## Enunciado
Según el fragmento sobre la polémica de El amante polaco, ¿quiénes han señalado a Elena Poniatowska como víctima? Enumérelos todos.

La familia del escritor fue la que puso nombre y apellido al personaje únicamente identificado como “el maestro” en las páginas de El amante polaco: de este modo fue que se avivaron las llamas en el escándalo literario du jour. Poniatowska ejerció su inalienable derecho de relatar un episodio de su vida mediante la ficción –y ese es un punto importante a señalar. Es su libro, es su historia, y ella puede reproducir, en clave de novela, amparada por la narrativa y por su pluma, cualquier acontecimiento como lo encuentre pertinente a su interés como, precisamente, narradora. Ella misma ha dicho: el hombre en mi novela es “el maestro”, y no tiene nombre. Asumir la identidad velada y hacerla real es responsabilidad de los deudos del escritor jalisciense, sin tener en consideración que, finalmente, esta es una confección imaginaria sobre un personaje que puede (o no) ser real. Sea como fuere, es la historia de Elena Poniatowska y ella puede contarla como mejor le parezca, más aún desde una perspectiva y una orilla muy lejanas y ajenas hoy a la de su juventud.

Lo cierto es esto, y quiero recalcarlo: en ningún momento se identifica Elena Poniatowska como víctima. Han sido redes sociales, medios y la propia, acalorada reacción del clan Arreola los que la han señalado como tal. Si alguien me pregunta (y finalmente, este es un texto de opinión, y es solo mía) yo diría que la autora, sea como fuere (haciendo a un lado las perennes acusaciones que hay sobre su técnica y sobre sus personalísimas y particulares simpatías políticas, que no vienen al caso) y con todos sus derechos y consecuencias intactos, emerge de la ficción y de esta circunstancia, como una superviviente de una situación de desventaja en poderes. Emerge como tantas otras mujeres de su generación y posteriores (incluyendo la de mi madre), que no se quebraron ante la violencia, por pasiva que esta fuera, sobre su género.

Ahora bien, es verdad que hay muchos matices sobre el tema, pero quemar ejemplares de Confabulario y sacar a orear un cadáver para apedrearlo, no es de ninguna manera una solución para el problema que tenemos a mano: el acoso y agresión sexual a mujeres en el ámbito literario (que como en muchos otros ha ido en alarmante aumento en épocas recientes).

Existen muchos otros escritores hoy en día (yo conozco a más de uno y me da vergüenza haberlos considerado amigos alguna vez) que en total indulgencia de sus egos, no miden los límites del trato social con las mujeres en su entorno, para proponer relaciones sexuales a sus interlocutoras y lo hacen de un modo desconsiderado y comúnmente cerril. Y no por ello, en su mayoría (de manera inexplicable), pierden su prestigio ni ponen en riesgo sus carreras.

## Registros del conjunto de datos de señalamiento
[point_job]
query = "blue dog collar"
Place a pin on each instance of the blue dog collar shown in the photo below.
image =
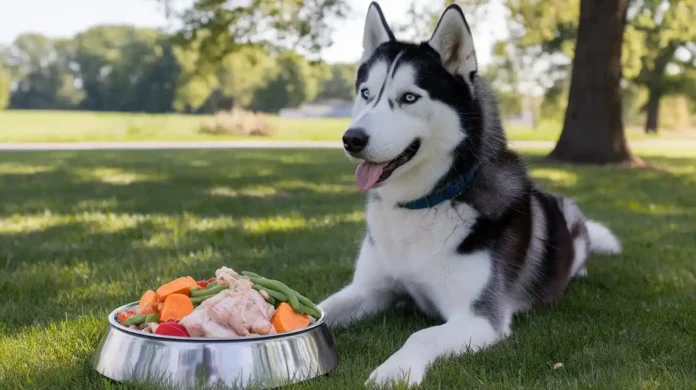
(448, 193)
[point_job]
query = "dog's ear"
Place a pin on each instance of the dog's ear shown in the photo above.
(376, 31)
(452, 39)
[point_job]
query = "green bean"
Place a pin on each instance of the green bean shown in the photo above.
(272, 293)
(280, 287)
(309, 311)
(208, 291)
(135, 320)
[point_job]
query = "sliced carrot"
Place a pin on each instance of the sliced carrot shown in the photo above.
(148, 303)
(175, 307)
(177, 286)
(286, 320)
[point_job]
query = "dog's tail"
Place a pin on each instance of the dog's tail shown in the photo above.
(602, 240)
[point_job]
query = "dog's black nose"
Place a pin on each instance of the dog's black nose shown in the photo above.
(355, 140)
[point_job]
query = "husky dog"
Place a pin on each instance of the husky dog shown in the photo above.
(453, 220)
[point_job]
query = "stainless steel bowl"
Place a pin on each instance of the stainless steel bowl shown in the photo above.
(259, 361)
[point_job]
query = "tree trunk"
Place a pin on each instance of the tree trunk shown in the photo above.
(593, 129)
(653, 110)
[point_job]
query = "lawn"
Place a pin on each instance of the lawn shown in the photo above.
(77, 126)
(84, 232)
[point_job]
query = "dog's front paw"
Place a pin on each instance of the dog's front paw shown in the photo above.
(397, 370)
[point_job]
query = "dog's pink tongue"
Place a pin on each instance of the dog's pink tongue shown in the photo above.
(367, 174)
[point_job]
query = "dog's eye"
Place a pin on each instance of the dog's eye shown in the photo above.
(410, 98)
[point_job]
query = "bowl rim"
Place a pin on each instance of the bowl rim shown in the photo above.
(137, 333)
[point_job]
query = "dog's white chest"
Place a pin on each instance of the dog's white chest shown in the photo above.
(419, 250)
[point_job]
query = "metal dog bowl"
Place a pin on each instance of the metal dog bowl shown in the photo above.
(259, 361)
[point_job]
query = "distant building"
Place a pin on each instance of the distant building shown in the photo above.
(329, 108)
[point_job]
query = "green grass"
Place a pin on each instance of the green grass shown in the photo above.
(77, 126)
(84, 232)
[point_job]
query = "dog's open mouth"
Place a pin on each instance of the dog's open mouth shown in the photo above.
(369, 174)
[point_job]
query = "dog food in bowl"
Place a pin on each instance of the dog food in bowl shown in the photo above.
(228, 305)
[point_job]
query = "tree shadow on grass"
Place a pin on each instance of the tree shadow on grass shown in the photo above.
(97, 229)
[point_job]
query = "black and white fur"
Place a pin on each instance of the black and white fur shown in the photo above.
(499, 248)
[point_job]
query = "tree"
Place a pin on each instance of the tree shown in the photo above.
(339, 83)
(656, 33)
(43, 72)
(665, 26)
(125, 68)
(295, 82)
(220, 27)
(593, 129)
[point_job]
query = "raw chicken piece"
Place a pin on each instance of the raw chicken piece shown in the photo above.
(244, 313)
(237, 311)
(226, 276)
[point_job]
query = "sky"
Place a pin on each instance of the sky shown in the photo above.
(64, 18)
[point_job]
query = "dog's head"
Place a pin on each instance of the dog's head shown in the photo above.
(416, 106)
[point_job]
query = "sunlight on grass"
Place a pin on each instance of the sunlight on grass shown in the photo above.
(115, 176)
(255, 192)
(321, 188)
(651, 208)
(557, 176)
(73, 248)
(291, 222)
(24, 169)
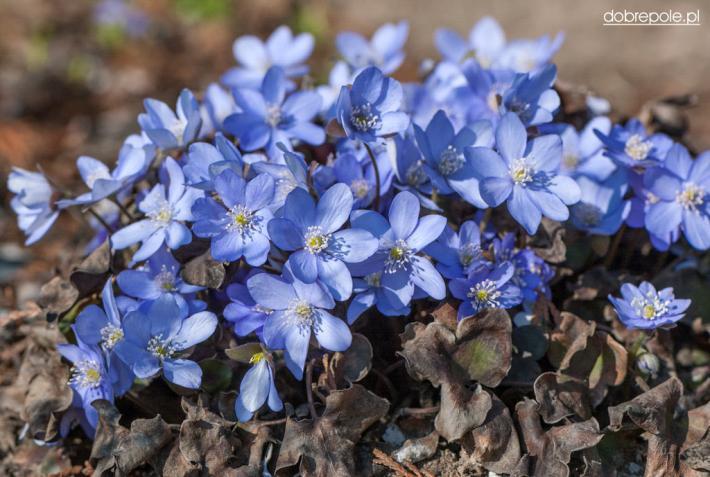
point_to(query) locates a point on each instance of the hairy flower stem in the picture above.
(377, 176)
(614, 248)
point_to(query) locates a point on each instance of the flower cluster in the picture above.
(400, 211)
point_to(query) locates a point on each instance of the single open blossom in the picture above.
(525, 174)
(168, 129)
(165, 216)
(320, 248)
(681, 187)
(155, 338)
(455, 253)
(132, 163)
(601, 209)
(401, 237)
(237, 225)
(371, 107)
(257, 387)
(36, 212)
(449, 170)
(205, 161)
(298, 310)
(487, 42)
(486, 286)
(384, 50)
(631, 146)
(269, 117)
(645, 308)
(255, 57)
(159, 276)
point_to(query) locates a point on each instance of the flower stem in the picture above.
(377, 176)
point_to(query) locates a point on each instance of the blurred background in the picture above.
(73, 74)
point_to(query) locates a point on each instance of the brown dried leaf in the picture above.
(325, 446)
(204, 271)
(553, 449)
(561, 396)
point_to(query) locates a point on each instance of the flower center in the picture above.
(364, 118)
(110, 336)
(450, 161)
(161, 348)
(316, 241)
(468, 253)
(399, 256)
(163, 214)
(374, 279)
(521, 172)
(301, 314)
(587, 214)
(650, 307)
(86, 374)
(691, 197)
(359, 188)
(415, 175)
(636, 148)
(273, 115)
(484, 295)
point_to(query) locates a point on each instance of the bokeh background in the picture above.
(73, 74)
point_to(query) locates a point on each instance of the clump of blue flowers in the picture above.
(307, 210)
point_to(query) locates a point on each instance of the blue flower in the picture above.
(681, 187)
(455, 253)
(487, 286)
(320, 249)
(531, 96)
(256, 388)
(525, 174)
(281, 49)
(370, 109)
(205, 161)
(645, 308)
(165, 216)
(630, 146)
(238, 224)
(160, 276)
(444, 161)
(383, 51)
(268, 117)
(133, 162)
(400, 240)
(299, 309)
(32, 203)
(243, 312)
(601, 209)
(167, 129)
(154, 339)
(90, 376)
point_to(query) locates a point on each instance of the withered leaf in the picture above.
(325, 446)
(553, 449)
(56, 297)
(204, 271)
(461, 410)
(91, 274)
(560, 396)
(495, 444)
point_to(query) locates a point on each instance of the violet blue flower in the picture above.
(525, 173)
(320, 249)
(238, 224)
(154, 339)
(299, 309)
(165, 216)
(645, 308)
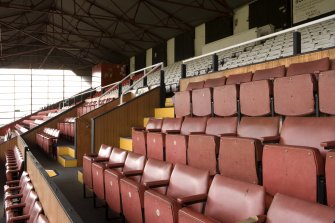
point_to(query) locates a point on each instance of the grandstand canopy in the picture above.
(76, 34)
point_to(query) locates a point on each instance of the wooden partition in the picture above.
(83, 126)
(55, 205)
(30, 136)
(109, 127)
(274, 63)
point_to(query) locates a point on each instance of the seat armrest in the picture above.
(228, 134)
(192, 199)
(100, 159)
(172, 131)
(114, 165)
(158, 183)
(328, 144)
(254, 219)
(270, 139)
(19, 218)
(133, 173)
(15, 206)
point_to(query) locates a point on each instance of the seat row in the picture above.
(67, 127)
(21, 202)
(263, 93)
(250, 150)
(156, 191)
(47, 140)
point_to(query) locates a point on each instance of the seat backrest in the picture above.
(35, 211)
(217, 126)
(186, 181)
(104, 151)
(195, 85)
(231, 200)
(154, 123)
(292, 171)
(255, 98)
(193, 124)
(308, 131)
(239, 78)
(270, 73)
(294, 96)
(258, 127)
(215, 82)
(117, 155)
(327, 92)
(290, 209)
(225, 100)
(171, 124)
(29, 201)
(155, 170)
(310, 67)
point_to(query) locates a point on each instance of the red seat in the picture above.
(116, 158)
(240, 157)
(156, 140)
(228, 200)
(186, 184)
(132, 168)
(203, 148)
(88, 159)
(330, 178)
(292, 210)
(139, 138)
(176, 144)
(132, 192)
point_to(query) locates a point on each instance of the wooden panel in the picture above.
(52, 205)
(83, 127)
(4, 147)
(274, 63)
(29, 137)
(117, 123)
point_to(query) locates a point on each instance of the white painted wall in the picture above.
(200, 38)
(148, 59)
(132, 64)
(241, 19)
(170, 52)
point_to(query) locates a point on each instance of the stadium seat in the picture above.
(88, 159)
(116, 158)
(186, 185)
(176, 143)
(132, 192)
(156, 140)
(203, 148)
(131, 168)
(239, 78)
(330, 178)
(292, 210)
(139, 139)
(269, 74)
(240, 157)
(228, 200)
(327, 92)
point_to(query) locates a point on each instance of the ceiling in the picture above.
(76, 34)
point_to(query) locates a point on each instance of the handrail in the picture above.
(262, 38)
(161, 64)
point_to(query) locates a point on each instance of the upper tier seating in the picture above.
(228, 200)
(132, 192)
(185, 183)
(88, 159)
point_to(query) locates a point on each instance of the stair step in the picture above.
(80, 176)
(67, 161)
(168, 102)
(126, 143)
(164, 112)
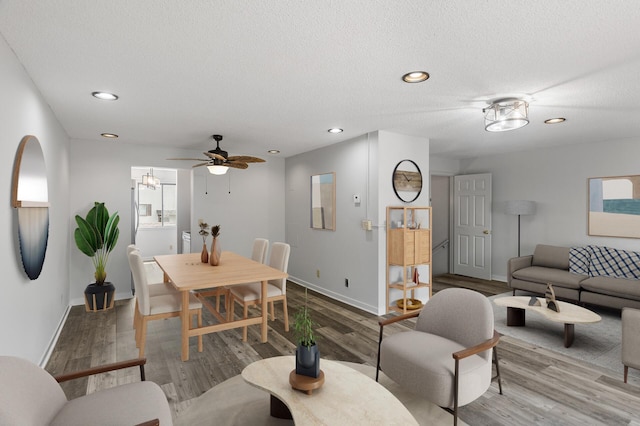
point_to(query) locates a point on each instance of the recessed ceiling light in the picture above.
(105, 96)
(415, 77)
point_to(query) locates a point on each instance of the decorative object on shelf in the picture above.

## Respuesta
Las redes sociales, los medios y la propia y acalorada reacción del clan Arreola.